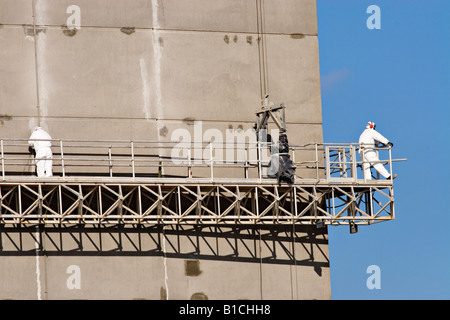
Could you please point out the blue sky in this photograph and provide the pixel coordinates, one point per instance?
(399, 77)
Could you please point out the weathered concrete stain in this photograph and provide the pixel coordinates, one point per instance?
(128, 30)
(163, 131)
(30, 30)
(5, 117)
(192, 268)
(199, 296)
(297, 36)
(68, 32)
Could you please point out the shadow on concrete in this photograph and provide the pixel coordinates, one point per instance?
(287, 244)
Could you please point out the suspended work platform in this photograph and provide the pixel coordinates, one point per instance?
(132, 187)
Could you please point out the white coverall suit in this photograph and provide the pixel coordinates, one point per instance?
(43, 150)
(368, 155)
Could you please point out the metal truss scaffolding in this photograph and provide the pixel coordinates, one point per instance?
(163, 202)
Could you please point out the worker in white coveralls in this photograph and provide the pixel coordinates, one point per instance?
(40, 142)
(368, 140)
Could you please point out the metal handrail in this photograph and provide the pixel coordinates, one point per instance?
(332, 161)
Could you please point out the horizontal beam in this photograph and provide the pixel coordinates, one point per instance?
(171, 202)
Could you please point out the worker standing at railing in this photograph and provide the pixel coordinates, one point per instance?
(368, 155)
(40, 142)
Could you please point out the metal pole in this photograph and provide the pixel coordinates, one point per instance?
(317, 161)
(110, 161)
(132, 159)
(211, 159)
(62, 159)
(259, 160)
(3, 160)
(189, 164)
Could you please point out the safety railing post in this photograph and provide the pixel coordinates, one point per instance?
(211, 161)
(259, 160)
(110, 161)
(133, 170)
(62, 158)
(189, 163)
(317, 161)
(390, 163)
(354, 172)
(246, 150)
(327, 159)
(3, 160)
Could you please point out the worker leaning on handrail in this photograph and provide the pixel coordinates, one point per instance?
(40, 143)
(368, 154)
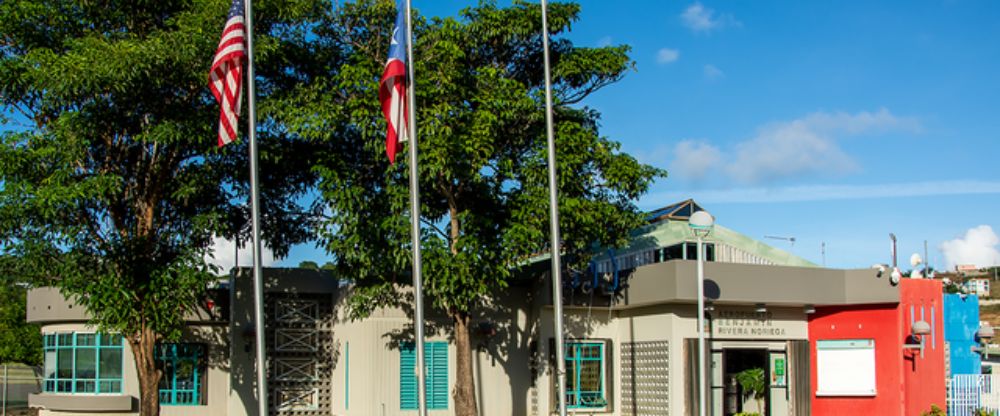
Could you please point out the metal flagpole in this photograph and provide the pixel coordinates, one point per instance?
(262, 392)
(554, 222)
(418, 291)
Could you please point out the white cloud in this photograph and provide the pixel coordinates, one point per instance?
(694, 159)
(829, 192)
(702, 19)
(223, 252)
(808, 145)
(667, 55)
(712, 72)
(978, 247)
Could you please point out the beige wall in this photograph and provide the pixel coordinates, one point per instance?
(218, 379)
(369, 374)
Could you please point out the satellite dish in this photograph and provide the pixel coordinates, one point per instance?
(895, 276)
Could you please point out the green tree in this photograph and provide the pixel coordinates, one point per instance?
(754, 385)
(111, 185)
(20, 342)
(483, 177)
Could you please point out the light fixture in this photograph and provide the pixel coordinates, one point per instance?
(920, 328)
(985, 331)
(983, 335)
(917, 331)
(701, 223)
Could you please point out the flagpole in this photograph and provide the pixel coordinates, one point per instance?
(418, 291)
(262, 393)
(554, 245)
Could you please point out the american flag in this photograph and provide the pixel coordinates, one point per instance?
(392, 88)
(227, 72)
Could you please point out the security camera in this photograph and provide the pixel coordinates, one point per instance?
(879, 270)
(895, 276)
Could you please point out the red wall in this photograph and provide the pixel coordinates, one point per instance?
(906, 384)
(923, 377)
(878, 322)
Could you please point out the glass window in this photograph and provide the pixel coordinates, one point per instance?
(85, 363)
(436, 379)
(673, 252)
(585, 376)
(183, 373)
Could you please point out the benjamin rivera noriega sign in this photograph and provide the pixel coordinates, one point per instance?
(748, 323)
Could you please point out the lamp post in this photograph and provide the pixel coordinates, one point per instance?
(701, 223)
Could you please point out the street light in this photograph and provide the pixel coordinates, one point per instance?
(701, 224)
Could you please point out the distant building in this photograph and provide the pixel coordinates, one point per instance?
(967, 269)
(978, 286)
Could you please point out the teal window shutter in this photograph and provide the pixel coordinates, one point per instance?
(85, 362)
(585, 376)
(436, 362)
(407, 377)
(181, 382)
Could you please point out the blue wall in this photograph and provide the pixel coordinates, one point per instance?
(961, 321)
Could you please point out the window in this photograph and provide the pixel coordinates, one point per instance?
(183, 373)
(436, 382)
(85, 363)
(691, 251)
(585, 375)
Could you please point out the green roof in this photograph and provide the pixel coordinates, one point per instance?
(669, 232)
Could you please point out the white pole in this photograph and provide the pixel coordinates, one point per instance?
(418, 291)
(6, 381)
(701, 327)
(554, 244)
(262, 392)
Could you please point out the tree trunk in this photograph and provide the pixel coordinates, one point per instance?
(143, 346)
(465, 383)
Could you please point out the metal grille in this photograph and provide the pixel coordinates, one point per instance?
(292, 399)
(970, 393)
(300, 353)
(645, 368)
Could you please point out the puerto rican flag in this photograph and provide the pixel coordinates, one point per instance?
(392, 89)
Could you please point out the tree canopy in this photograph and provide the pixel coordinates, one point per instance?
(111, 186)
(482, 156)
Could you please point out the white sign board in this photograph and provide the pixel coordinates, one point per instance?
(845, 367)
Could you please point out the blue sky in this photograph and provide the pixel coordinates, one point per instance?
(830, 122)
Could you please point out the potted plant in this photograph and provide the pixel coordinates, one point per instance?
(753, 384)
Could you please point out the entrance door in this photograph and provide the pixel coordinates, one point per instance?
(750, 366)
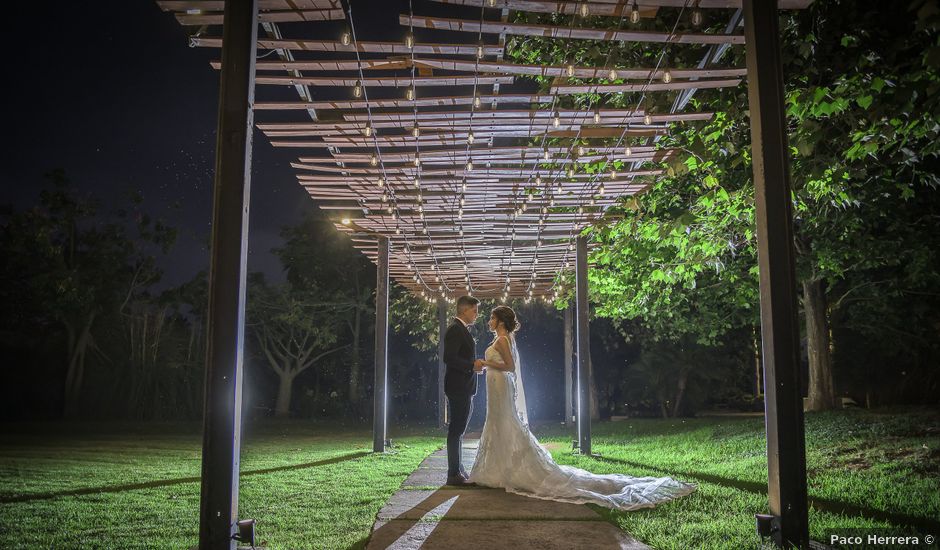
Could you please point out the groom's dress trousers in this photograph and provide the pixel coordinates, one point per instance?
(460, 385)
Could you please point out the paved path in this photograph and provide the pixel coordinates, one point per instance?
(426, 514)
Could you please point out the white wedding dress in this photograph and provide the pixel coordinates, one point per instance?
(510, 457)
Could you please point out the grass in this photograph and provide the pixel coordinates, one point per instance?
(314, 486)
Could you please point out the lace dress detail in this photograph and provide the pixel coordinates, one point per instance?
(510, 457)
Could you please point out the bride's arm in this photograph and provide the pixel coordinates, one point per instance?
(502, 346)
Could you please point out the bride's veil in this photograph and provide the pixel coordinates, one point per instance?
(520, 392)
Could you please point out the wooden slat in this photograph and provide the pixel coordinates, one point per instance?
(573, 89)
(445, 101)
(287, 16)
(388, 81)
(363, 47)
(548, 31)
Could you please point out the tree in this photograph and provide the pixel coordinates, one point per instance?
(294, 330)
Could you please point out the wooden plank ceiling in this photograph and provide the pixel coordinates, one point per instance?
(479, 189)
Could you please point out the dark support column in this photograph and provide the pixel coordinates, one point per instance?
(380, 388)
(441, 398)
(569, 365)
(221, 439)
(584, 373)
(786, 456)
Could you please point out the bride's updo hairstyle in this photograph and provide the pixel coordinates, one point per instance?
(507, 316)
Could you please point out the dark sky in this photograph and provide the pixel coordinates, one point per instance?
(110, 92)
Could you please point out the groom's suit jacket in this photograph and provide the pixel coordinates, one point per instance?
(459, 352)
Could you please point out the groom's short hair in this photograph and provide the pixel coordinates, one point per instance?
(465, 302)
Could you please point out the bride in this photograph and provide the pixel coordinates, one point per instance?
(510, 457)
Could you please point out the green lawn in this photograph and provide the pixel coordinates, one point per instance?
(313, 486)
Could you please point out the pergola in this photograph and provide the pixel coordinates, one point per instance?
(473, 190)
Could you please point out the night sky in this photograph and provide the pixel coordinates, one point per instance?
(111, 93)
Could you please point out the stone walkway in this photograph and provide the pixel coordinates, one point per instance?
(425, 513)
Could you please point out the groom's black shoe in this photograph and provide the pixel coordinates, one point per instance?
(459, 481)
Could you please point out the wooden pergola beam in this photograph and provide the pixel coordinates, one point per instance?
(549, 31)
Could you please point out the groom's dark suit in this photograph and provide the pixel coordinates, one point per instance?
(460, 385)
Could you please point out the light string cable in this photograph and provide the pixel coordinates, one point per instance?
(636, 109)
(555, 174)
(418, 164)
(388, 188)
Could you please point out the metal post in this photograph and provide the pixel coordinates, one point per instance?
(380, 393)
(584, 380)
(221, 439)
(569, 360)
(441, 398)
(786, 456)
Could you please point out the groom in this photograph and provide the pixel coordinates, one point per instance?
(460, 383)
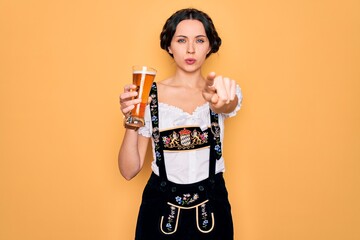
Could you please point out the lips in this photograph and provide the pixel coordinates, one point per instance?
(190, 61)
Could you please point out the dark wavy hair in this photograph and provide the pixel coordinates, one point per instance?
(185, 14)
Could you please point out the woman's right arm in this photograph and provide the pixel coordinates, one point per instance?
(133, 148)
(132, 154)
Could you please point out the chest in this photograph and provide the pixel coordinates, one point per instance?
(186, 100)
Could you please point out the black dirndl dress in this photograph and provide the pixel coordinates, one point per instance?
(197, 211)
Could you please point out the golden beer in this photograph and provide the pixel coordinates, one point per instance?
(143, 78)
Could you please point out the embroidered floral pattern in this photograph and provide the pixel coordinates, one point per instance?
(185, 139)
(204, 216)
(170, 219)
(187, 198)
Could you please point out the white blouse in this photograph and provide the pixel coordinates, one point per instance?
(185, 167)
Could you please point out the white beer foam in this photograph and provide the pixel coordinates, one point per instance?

GIVEN INSTRUCTION:
Every line from the one containing "Could you please point out the golden" through the end of the data must be repeated exactly, and no other line.

CORRECT RESPONSE:
Could you please point out the golden beer in this photograph and provide the pixel coordinates, one point per instance?
(143, 78)
Could you please point out the embroidered floral pattern in this photograph and provide the pixel coordinates, one point per instance?
(185, 139)
(204, 216)
(170, 219)
(187, 198)
Could you please point out the white blouse in this photograph and provide the pixel coordinates, one point per instance?
(185, 167)
Could you please point out the white beer foam in this photograph and provide the pixel coordinates, one point per instance?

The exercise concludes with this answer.